Aim of the exercise:
Please gather every line of the records that contains the string "image", and copy each such line in full. Case counts, so a line matches only if the capitalization is the same.

[Saved entries]
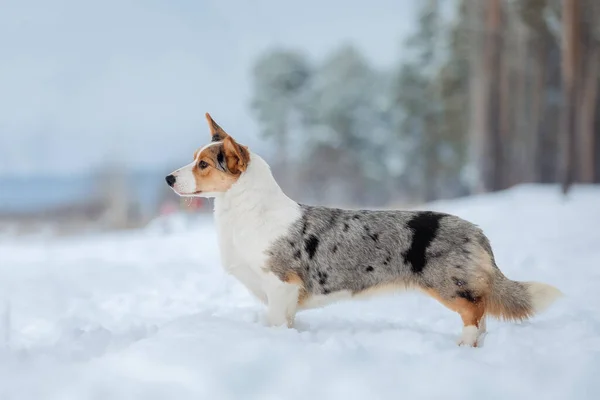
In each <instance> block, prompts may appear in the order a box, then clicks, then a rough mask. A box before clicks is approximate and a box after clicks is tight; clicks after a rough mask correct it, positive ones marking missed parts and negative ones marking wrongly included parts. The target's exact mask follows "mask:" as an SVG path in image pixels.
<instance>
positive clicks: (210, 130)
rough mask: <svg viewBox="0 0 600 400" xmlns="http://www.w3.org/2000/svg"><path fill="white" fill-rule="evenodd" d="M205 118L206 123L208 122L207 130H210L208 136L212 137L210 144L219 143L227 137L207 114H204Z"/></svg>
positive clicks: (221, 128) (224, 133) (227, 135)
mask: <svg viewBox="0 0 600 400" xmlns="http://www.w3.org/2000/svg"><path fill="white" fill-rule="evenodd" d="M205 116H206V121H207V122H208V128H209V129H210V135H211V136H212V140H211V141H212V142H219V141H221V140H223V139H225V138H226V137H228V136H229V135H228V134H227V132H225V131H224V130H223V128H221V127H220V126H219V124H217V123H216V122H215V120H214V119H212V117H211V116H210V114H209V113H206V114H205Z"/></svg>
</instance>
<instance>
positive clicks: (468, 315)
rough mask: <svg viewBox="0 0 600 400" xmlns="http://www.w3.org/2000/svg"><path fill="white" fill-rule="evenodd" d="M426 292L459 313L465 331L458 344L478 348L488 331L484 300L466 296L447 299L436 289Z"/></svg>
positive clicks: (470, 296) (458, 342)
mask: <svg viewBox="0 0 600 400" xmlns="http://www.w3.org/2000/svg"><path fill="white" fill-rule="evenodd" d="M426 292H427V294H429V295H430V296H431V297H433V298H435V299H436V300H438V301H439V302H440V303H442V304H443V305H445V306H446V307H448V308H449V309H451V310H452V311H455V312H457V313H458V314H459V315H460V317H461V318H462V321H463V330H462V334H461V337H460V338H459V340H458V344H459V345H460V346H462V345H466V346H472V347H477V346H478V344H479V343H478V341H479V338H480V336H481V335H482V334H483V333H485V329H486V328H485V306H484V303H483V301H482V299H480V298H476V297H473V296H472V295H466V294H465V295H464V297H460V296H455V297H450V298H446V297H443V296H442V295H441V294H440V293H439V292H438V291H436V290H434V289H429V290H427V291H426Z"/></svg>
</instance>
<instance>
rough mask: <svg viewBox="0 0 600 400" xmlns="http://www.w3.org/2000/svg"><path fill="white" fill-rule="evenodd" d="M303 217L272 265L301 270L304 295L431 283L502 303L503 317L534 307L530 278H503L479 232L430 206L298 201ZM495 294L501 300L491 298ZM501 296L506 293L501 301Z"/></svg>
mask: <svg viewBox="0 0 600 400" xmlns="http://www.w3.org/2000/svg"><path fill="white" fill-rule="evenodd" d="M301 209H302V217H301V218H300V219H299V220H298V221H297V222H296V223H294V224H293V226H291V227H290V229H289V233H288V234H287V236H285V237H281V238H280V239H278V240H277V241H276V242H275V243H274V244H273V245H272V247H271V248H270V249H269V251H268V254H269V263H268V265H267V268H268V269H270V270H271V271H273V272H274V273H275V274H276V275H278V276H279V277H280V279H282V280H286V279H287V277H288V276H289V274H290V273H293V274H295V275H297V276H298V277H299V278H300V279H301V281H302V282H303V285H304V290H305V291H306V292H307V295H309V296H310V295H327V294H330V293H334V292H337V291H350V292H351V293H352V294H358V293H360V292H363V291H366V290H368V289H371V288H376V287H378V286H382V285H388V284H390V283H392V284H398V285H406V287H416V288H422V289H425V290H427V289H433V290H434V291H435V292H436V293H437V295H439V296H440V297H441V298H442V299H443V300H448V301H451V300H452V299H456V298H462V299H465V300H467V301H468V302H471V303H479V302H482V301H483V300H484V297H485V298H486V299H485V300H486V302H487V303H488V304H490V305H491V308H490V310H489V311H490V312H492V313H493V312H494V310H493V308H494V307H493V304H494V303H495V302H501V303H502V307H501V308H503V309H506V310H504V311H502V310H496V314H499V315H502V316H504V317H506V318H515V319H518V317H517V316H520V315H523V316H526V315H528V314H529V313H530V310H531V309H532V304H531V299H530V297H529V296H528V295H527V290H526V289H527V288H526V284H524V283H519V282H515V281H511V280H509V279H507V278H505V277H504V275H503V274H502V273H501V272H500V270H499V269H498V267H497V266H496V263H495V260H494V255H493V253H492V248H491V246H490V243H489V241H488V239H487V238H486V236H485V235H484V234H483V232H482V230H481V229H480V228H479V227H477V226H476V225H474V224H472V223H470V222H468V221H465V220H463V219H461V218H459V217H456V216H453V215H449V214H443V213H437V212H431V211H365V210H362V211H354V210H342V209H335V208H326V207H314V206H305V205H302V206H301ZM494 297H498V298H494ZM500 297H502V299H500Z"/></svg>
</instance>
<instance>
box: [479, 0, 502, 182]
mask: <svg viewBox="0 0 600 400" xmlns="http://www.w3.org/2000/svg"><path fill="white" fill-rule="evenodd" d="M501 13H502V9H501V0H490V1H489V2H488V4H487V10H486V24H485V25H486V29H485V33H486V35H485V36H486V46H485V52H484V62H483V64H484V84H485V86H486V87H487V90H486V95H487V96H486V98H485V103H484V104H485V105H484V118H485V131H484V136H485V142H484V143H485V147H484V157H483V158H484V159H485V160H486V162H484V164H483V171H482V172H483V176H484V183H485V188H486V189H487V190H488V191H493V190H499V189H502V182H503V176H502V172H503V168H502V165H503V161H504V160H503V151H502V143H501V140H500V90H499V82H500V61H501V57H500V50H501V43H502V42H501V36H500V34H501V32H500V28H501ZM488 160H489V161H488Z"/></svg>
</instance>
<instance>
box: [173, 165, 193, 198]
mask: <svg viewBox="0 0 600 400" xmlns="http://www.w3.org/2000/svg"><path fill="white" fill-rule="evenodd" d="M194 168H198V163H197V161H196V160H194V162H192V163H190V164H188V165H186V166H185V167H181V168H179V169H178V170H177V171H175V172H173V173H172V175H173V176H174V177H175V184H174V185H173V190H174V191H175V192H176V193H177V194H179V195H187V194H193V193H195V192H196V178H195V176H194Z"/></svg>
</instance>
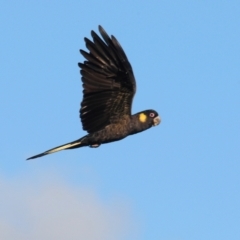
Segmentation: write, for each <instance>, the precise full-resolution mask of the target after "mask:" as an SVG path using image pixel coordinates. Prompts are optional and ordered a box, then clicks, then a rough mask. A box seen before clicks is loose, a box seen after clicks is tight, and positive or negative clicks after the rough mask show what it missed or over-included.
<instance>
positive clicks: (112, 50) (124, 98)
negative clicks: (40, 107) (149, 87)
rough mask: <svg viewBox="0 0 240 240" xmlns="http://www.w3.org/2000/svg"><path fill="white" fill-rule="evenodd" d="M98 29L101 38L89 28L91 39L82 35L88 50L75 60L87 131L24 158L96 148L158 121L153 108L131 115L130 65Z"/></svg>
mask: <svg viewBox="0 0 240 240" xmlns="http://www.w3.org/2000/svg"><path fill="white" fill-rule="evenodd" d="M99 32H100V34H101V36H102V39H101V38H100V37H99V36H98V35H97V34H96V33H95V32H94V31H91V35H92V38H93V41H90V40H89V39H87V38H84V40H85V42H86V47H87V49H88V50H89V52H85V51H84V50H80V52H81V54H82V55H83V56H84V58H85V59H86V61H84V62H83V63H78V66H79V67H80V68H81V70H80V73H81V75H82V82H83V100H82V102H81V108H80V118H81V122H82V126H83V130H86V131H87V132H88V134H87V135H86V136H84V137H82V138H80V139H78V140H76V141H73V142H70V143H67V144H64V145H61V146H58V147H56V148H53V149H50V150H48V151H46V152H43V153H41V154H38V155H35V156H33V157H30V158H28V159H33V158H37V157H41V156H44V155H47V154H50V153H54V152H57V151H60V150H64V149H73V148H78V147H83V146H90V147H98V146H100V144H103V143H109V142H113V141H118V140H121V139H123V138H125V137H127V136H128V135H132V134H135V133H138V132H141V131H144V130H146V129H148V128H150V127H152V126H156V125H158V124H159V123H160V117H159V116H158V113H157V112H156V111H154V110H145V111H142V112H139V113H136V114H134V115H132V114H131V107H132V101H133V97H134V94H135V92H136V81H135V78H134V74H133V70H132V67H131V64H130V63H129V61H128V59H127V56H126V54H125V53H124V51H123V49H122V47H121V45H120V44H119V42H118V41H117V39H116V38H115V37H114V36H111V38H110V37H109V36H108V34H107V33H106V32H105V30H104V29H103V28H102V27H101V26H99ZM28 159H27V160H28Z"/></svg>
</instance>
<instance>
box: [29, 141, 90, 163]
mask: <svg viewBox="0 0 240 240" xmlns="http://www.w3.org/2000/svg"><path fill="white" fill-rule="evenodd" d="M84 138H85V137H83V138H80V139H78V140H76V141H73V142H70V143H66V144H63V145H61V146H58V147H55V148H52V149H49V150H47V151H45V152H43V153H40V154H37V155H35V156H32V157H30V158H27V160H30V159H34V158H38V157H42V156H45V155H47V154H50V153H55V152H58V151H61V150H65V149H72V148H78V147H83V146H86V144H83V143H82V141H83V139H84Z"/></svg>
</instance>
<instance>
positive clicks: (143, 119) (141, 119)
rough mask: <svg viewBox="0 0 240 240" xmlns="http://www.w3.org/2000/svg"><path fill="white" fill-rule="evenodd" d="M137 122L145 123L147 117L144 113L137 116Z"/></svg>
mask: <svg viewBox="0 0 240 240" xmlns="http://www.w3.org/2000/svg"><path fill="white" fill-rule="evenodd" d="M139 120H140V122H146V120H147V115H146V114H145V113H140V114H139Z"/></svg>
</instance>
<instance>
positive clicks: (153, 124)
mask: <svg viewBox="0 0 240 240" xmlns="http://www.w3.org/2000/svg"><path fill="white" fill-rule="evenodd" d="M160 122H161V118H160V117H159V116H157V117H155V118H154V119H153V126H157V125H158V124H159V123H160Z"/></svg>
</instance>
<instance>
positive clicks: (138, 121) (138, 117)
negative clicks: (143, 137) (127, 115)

Task result:
In each <instance> block, prompts may appear in the order a box, then clicks, then a rough mask. A box before clicks is approximate and a box after clicks is tight; clicks after a rough mask correct it, positive ones marking missed parts and negative ones marking wrongly included parts. The target's exact mask follows "mask:" as an SVG path in image pixels.
Segmentation: write, for each <instance>, the precise full-resolution mask of the target after "mask:" as an SVG path using image pixel coordinates. Prompts are optional and ordered a box, then clicks, then a rough mask. A box seen before clicks is loose, a box seen after clicks is tight, and positive or negative clicks after the rough mask show what it missed or over-included.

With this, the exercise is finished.